[Start]

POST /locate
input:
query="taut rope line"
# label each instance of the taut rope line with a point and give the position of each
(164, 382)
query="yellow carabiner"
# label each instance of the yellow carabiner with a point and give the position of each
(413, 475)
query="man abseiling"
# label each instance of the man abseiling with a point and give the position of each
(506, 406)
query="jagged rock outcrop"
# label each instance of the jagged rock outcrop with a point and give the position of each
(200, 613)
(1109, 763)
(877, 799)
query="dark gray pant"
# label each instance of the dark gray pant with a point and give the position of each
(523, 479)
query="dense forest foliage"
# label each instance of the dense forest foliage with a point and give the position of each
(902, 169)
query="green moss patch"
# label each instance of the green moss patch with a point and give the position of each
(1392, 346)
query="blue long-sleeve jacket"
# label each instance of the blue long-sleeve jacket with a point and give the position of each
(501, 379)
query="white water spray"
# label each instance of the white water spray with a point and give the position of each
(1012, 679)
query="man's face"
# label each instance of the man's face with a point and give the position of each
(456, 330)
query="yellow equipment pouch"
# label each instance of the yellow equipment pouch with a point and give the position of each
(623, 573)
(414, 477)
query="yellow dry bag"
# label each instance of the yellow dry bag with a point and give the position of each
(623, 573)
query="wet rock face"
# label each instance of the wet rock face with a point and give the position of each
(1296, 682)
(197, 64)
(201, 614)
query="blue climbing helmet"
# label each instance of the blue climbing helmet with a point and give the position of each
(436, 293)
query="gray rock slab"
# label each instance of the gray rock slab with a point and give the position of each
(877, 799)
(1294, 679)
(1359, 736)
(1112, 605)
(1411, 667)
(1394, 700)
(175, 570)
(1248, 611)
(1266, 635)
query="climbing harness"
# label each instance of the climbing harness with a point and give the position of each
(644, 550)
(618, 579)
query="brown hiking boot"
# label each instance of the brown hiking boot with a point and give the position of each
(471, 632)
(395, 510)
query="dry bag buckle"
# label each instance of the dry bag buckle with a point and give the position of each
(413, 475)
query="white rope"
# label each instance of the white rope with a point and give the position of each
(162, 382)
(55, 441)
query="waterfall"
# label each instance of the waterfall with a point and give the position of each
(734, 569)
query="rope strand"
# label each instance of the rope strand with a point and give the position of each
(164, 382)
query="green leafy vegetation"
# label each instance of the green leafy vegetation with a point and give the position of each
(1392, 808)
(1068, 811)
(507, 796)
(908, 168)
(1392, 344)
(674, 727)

[End]

### WRITTEN INSTRUCTION
Show every line of the records that contains the string "outcrop", treating uppercase and lowercase as different.

### CORRECT OUTPUT
query="jagged rock outcrop"
# label each instance of the jagged rock outcrop with a point and give the position of each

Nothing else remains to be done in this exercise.